= TASK DATA =
※

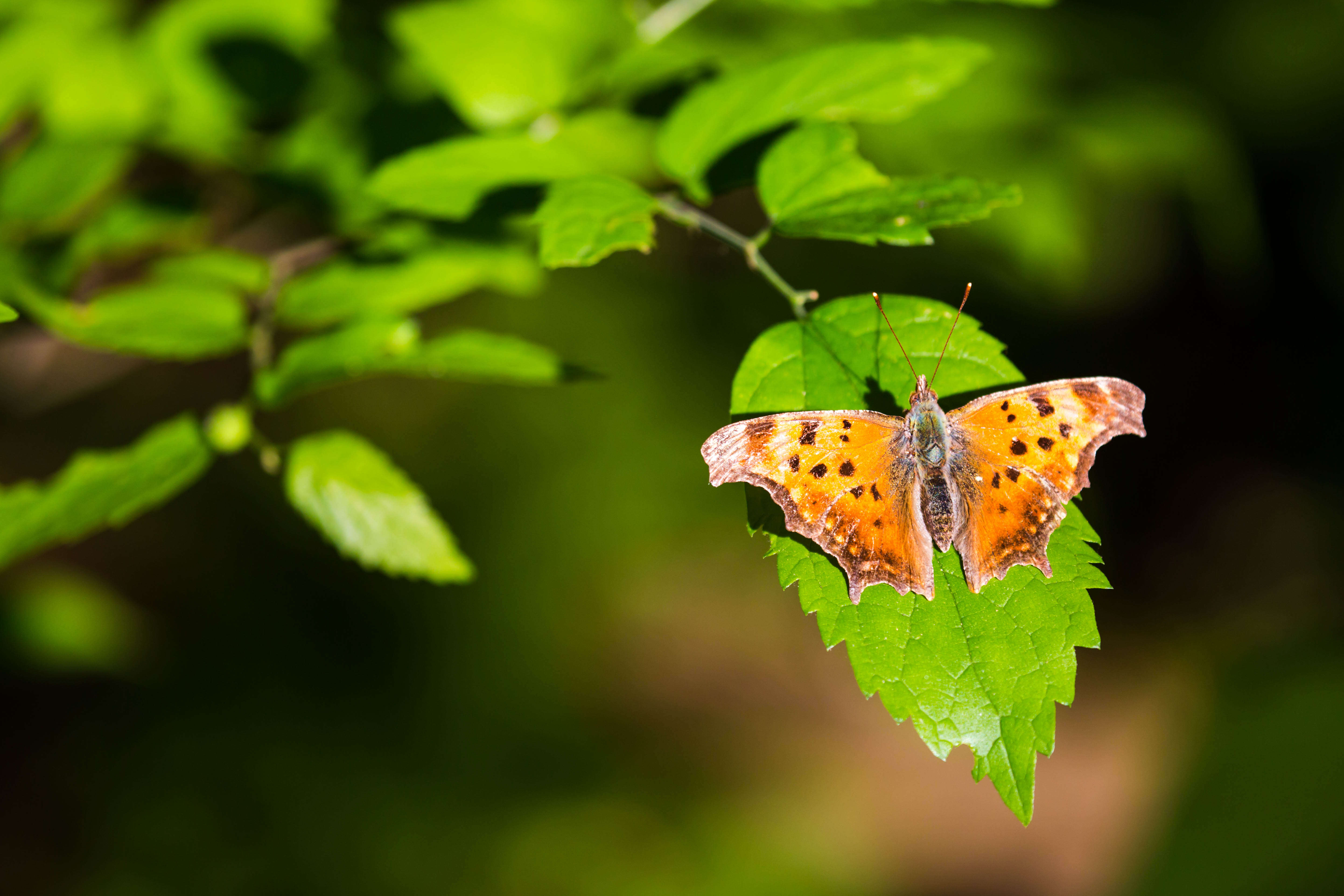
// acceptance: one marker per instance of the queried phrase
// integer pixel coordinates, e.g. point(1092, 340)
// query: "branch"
point(284, 265)
point(691, 217)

※

= WHAT THIS TASK INVOLVES =
Exactly reproduce the lines that run from the line with "e.g. point(1092, 340)" through the last line of the records, inclusive.

= EXERCISE OUTPUT =
// integer pixel coordinates, e.g. point(1092, 340)
// query: "branch"
point(284, 265)
point(691, 217)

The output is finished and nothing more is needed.